HP tackles the digital storage mountain

The explosion in web and digital content from Web 2.0 and IPTV has created a demand for massive storage devices to cope with the volume of data. Rik Turner examines how HP is rising to the digital media challenge.

By CBR Staff Writer

As anyone who has owned a home PC for the last decade will know, every two or three years the capacity of your hard drive starts to look woefully insufficient.

This is partly due to the sheer volume of files that we all accumulate over time, of course, but it also reflects the changing nature of those files. Where ten years ago we were all storing Word files and PDFs, today it is WAV or AIFF for audio and GIF, JPEG, MPG, AVI and a host of others for video, and most of them take up a lot more space than the average Word document.

Enter Web 2.0

This is result of a number of trends. Firstly, there has been a general improvement in the bandwidths available for internet access, with ever increasing broadband penetration, particularly in developed world markets. Second, a slew of new technologies such as RSS feeds, Rich Internet Applications (RIA) and mashups have emerged to make the internet a more customisable, interactive experience that can take advantage of the ubiquity of broadband access, at least in the developed world.

→ Parts of the exercise:
[a] Answer these from the article on HP and digital storage:
(i) How often does the capacity of a home PC's hard drive start to look insufficient?
(ii) Which file types were people storing ten years ago?
(iii) Which new technologies does the article name as making the internet more customizable and interactive?
[b] From the article on HP and digital storage, return everything from "This is partly" down to "the developed world.", word for word.

→ Data rows:
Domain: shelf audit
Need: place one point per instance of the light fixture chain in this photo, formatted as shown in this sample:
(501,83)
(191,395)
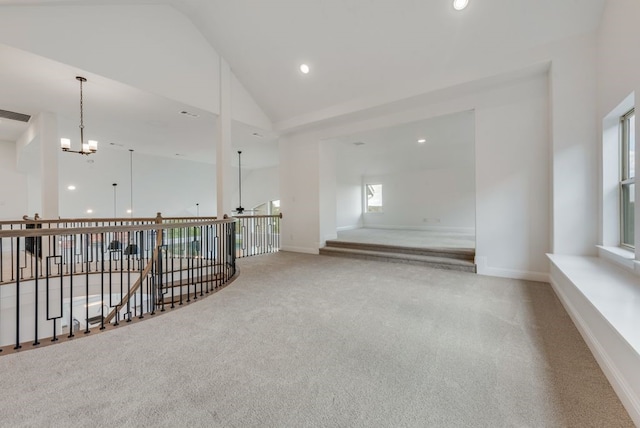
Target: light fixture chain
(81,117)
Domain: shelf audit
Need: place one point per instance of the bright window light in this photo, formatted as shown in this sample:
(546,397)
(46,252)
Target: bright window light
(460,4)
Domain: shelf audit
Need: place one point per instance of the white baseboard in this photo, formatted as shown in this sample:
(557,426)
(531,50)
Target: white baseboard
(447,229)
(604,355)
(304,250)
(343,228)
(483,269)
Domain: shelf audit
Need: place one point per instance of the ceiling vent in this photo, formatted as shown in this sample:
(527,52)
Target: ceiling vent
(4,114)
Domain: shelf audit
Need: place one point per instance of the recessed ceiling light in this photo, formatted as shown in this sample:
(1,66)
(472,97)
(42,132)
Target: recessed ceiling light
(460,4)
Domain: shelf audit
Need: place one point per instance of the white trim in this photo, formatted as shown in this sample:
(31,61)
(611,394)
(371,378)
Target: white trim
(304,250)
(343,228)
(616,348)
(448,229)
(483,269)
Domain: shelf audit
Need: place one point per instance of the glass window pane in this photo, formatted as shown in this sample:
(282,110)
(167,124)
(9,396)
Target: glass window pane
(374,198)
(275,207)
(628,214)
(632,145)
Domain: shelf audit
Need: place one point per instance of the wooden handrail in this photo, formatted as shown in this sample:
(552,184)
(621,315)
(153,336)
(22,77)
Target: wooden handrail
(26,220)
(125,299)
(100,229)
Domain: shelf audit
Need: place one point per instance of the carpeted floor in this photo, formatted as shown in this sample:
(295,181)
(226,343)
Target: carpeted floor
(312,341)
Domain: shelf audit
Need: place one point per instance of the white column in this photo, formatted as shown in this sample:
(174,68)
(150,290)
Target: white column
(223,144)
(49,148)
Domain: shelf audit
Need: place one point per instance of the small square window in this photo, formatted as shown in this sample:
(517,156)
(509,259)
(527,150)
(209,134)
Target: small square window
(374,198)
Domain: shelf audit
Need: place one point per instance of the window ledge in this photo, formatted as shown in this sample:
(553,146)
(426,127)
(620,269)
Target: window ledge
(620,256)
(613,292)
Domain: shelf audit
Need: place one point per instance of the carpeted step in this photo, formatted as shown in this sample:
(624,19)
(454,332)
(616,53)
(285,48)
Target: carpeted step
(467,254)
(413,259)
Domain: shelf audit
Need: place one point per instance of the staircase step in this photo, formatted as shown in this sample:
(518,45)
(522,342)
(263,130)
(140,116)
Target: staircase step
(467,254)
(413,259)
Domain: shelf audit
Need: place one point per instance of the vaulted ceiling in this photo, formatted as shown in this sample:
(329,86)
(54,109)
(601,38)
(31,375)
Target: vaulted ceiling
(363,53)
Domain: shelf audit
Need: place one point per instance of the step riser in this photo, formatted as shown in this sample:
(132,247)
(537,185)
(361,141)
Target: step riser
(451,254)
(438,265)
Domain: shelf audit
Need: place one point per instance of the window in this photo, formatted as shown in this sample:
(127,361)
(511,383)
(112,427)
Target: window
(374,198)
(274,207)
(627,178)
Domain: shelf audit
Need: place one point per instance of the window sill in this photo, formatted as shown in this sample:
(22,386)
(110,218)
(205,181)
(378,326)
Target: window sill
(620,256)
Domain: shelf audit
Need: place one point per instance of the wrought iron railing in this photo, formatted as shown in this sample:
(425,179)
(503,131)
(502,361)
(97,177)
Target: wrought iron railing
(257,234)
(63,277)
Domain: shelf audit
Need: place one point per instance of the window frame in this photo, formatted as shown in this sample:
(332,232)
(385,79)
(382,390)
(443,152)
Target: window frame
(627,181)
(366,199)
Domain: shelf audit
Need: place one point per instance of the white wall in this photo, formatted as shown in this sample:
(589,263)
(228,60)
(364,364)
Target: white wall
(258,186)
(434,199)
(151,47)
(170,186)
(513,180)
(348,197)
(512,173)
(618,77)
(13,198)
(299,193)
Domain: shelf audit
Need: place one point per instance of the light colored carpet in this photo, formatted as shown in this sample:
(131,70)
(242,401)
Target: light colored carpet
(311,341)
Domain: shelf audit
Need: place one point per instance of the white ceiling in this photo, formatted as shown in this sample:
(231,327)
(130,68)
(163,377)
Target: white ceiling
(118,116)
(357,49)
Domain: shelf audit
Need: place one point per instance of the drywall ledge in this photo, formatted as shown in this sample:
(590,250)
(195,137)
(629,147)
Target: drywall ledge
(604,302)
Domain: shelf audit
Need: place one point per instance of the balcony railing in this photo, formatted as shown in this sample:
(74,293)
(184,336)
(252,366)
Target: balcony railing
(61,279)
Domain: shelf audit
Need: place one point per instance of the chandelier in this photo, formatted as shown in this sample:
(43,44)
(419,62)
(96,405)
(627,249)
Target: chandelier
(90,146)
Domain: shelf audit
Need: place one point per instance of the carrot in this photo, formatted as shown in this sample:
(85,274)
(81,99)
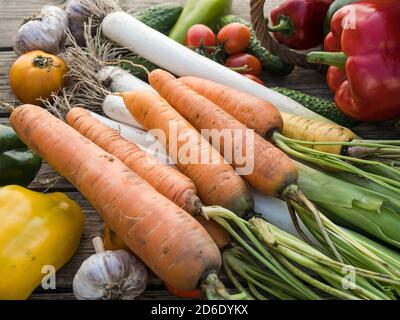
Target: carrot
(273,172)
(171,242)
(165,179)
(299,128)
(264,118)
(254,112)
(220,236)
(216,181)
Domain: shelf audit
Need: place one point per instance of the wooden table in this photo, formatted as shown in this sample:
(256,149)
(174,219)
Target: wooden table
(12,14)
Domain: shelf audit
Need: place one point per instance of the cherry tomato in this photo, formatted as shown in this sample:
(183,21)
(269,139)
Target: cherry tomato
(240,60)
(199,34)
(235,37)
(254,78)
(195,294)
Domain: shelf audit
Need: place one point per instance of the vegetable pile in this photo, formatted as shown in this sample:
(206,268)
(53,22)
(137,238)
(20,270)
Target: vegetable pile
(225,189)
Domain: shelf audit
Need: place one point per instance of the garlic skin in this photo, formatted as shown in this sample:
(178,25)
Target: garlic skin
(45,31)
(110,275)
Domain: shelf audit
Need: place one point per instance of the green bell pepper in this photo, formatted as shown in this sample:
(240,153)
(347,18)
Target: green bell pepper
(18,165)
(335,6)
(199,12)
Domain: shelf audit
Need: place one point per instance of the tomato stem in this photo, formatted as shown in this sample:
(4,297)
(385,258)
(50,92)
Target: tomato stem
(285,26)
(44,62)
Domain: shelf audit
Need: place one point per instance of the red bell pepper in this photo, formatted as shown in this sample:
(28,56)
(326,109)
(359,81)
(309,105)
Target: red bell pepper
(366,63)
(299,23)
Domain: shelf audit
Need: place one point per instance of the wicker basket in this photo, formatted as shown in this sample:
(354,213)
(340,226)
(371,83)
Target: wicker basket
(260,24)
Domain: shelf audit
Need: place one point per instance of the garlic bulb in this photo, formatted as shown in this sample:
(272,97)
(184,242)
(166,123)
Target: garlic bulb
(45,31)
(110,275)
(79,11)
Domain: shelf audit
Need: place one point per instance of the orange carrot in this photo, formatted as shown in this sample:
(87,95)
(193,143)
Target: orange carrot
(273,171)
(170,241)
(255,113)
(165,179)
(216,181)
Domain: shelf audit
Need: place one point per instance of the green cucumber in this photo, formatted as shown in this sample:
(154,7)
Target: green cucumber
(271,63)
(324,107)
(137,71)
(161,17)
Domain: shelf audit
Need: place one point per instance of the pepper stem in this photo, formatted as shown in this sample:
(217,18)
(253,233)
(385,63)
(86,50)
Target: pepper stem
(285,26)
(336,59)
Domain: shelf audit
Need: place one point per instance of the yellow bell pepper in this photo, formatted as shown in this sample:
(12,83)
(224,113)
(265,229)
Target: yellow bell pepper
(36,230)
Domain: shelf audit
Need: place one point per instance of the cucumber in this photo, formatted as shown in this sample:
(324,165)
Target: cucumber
---
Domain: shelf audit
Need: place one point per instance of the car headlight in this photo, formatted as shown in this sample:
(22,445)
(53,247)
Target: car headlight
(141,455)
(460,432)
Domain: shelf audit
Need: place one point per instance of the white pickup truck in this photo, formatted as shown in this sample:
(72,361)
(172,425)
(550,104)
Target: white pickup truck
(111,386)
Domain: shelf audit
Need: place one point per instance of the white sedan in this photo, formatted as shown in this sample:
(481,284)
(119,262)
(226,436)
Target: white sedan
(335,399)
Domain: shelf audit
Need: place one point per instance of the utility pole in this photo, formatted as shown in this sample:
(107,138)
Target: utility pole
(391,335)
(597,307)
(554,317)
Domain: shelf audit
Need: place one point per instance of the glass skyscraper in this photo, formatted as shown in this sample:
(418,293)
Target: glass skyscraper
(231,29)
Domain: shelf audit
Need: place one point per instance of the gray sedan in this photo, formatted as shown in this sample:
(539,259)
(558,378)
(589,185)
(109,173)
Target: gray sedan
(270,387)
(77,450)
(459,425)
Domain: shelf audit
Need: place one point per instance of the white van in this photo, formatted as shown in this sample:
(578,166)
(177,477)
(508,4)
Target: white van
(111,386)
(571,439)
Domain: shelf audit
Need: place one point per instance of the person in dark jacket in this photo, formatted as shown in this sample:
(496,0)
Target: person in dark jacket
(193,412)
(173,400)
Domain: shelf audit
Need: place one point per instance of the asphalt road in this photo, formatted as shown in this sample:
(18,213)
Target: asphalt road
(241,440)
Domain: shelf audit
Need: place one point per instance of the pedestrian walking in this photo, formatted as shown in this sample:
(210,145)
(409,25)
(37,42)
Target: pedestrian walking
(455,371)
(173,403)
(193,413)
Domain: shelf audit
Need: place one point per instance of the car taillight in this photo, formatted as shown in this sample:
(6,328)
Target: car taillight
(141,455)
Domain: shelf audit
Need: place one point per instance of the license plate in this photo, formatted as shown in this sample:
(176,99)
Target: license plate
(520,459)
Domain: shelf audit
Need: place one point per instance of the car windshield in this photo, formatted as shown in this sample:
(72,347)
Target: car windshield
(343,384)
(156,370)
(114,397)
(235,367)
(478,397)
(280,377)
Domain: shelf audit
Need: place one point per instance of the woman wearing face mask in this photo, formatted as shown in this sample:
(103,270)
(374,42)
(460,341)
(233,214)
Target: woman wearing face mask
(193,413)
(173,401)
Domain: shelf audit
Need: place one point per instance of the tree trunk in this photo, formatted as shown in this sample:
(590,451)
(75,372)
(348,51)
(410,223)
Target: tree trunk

→ Solutions in order:
[a]
(i) Every two or three years.
(ii) Word files and PDFs.
(iii) RSS feeds, Rich Internet Applications (RIA) and mashups.

[b]
This is partly due to the sheer volume of files that we all accumulate over time, of course, but it also reflects the changing nature of those files. Where ten years ago we were all storing Word files and PDFs, today it is WAV or AIFF for audio and GIF, JPEG, MPG, AVI and a host of others for video, and most of them take up a lot more space than the average Word document.

Enter Web 2.0

This is result of a number of trends. Firstly, there has been a general improvement in the bandwidths available for internet access, with ever increasing broadband penetration, particularly in developed world markets. Second, a slew of new technologies such as RSS feeds, Rich Internet Applications (RIA) and mashups have emerged to make the internet a more customisable, interactive experience that can take advantage of the ubiquity of broadband access, at least in the developed world.